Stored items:
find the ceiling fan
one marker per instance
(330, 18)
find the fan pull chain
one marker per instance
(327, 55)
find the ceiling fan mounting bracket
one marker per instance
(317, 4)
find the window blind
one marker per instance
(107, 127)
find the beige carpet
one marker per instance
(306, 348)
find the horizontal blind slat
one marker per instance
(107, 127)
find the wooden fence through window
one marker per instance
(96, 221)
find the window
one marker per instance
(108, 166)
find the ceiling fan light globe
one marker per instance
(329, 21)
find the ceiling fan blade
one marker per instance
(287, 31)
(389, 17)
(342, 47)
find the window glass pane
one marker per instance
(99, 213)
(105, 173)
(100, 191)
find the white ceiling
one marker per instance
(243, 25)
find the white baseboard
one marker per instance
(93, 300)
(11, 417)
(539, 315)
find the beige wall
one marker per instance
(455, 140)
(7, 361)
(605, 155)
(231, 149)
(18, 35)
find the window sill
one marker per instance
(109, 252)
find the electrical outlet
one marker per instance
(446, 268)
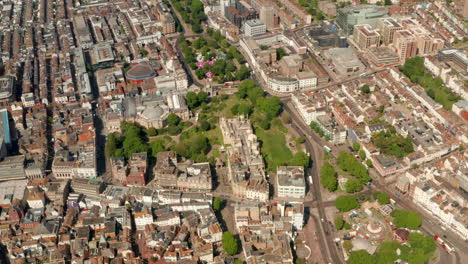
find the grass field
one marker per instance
(274, 147)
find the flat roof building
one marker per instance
(290, 182)
(254, 27)
(366, 37)
(388, 27)
(6, 87)
(350, 16)
(344, 60)
(383, 57)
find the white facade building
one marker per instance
(290, 182)
(254, 27)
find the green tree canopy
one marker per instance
(280, 53)
(356, 146)
(112, 144)
(173, 119)
(391, 143)
(205, 125)
(134, 139)
(230, 243)
(407, 219)
(346, 203)
(349, 163)
(244, 87)
(362, 154)
(157, 146)
(328, 177)
(151, 132)
(271, 106)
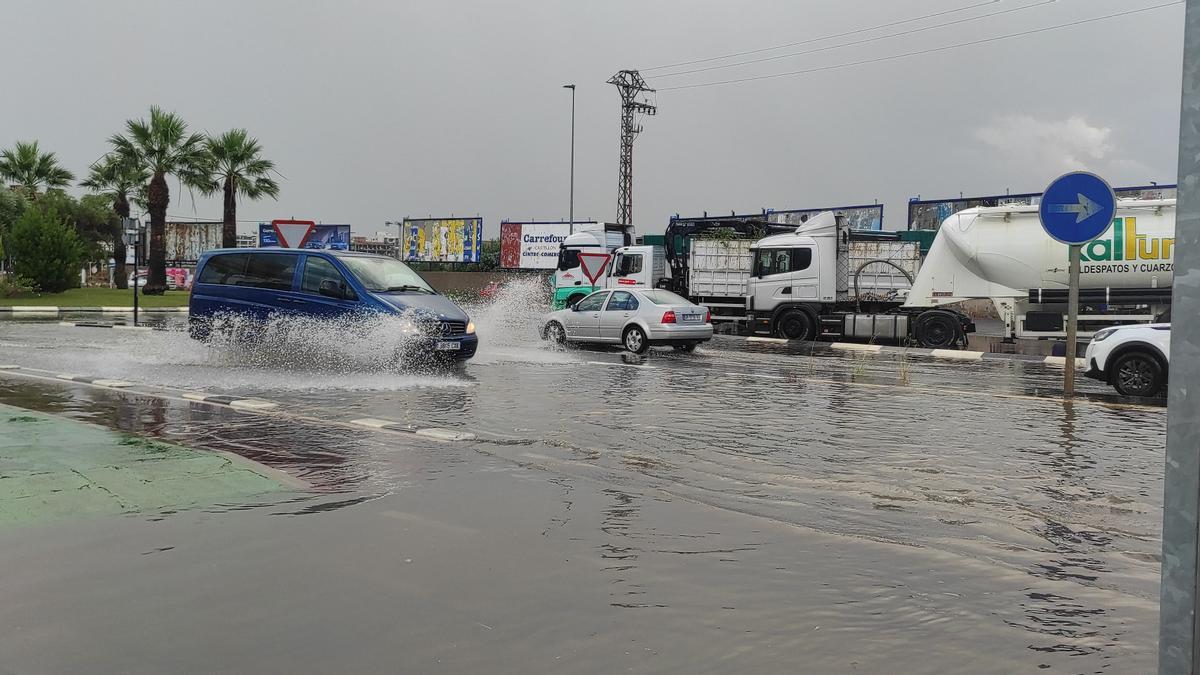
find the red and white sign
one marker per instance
(293, 233)
(593, 266)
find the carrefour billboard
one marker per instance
(442, 239)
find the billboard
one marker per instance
(186, 240)
(304, 234)
(534, 244)
(442, 239)
(929, 214)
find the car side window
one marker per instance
(225, 269)
(316, 270)
(592, 303)
(622, 300)
(270, 270)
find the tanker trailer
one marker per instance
(1002, 254)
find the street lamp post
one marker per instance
(571, 207)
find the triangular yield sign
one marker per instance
(293, 233)
(593, 266)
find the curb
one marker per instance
(946, 354)
(54, 309)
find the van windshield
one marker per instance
(383, 275)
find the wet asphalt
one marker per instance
(749, 507)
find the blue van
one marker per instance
(263, 282)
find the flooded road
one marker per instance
(750, 507)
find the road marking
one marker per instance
(252, 404)
(957, 354)
(623, 365)
(114, 383)
(372, 423)
(856, 347)
(445, 434)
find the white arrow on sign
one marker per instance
(1083, 210)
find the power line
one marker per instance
(864, 41)
(811, 40)
(931, 51)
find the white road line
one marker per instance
(857, 347)
(115, 383)
(957, 354)
(372, 423)
(252, 404)
(623, 365)
(445, 434)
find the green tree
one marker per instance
(161, 145)
(25, 166)
(238, 169)
(46, 249)
(12, 204)
(118, 181)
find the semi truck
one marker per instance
(569, 280)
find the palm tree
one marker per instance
(161, 145)
(238, 169)
(28, 167)
(118, 180)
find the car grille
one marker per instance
(454, 328)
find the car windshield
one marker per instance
(660, 297)
(383, 275)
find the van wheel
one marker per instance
(796, 324)
(1138, 374)
(937, 330)
(635, 340)
(555, 333)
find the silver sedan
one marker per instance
(635, 318)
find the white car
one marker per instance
(1132, 358)
(633, 317)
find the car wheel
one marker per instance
(1138, 374)
(796, 324)
(937, 330)
(635, 340)
(555, 333)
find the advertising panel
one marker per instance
(443, 239)
(532, 245)
(929, 214)
(304, 234)
(186, 240)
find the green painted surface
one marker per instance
(52, 467)
(97, 298)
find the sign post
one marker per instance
(1075, 208)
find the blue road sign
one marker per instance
(1077, 208)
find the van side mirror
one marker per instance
(331, 288)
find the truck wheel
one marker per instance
(635, 340)
(937, 330)
(796, 324)
(555, 333)
(1137, 374)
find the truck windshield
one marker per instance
(382, 275)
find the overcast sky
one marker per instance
(375, 111)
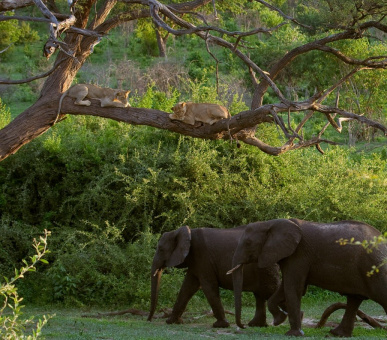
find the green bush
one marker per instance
(12, 326)
(107, 190)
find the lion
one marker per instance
(107, 97)
(207, 113)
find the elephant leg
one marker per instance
(259, 319)
(294, 287)
(211, 291)
(277, 307)
(345, 328)
(189, 287)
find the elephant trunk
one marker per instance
(237, 278)
(155, 286)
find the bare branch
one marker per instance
(369, 62)
(8, 5)
(28, 80)
(283, 14)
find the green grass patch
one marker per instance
(69, 324)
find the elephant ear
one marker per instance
(282, 240)
(182, 240)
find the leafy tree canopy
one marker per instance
(301, 59)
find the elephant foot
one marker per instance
(257, 323)
(221, 324)
(340, 332)
(172, 320)
(279, 318)
(295, 332)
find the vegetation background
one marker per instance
(107, 190)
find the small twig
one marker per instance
(217, 63)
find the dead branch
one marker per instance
(339, 305)
(28, 80)
(283, 14)
(9, 5)
(132, 311)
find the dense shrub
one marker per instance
(107, 191)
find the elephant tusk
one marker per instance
(157, 270)
(233, 269)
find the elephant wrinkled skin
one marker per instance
(309, 253)
(207, 253)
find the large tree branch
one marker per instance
(9, 5)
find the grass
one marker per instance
(69, 324)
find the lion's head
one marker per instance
(179, 110)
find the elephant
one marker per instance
(311, 253)
(207, 253)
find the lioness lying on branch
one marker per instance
(107, 97)
(190, 113)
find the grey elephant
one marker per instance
(207, 253)
(309, 253)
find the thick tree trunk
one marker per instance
(27, 126)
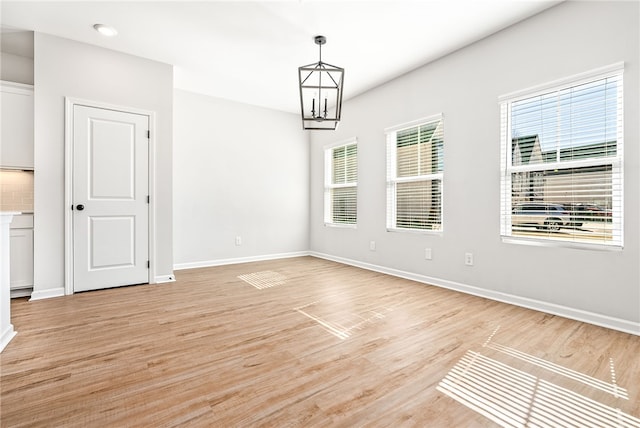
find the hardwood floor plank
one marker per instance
(301, 342)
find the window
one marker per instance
(341, 184)
(414, 175)
(562, 153)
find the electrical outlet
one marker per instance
(427, 253)
(468, 259)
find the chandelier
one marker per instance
(320, 92)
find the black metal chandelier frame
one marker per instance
(319, 79)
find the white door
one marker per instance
(110, 198)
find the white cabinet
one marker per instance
(16, 111)
(21, 261)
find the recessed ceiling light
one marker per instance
(105, 30)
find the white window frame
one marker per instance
(616, 162)
(329, 185)
(393, 179)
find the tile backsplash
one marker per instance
(16, 190)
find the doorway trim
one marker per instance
(70, 103)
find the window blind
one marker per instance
(341, 183)
(562, 153)
(414, 175)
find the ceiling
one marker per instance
(250, 51)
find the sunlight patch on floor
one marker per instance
(512, 397)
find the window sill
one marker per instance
(341, 225)
(560, 244)
(415, 231)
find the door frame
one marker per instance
(70, 103)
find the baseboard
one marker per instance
(222, 262)
(538, 305)
(47, 294)
(164, 278)
(6, 336)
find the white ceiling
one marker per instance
(250, 51)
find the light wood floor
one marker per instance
(308, 342)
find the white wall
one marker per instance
(66, 68)
(573, 37)
(16, 68)
(241, 171)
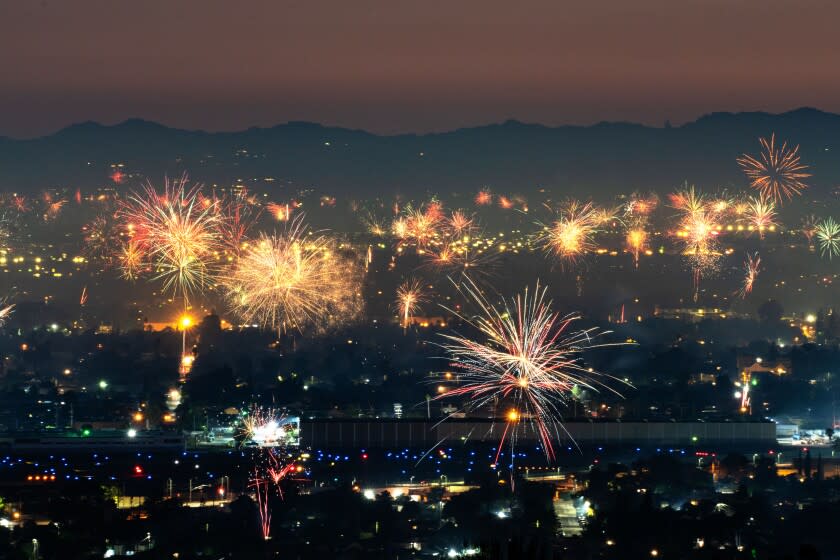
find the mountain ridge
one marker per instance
(599, 160)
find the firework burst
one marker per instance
(761, 214)
(572, 234)
(828, 237)
(698, 229)
(295, 280)
(528, 361)
(636, 243)
(178, 233)
(410, 295)
(777, 173)
(752, 266)
(6, 310)
(484, 198)
(809, 228)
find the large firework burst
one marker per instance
(572, 233)
(828, 236)
(527, 360)
(778, 172)
(698, 229)
(178, 233)
(295, 279)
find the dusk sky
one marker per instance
(395, 66)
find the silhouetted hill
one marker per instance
(600, 160)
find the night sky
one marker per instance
(394, 66)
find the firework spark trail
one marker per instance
(178, 234)
(410, 295)
(528, 359)
(777, 173)
(262, 491)
(294, 280)
(828, 237)
(752, 266)
(236, 216)
(131, 257)
(5, 312)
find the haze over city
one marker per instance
(399, 280)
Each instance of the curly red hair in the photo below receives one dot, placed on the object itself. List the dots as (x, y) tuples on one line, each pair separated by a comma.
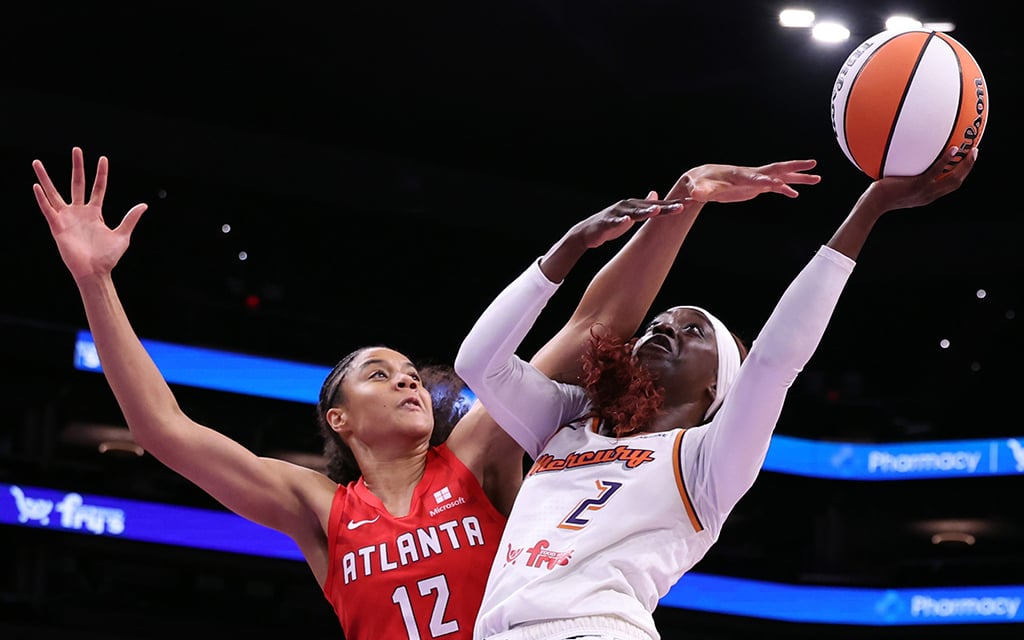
[(623, 392)]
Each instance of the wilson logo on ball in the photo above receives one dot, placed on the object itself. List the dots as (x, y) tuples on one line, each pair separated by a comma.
[(902, 98)]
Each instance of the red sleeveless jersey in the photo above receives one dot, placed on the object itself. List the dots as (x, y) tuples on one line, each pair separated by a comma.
[(418, 577)]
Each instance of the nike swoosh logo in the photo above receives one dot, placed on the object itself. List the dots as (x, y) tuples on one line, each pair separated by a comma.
[(353, 524)]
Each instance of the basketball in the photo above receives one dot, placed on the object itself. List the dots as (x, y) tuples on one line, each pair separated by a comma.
[(903, 98)]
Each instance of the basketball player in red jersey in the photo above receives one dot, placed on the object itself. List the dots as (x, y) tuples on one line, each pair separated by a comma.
[(399, 531)]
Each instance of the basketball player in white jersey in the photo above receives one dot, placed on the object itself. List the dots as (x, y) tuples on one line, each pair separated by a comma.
[(637, 468)]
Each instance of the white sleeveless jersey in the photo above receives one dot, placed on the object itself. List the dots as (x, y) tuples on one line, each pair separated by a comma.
[(607, 525)]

_WHAT IS EXPECTED_
Copy the rows verbatim, starting at the line containing "Each instance of the nike" and ending with the line containing "[(353, 524)]", both included.

_RESULT OF THIS TASK_
Each instance of the nike swoosh logo in the photo above receives one dot, placed on the object itself. List the dots as (x, y) tuples on one line, each pair separated by a comma.
[(353, 524)]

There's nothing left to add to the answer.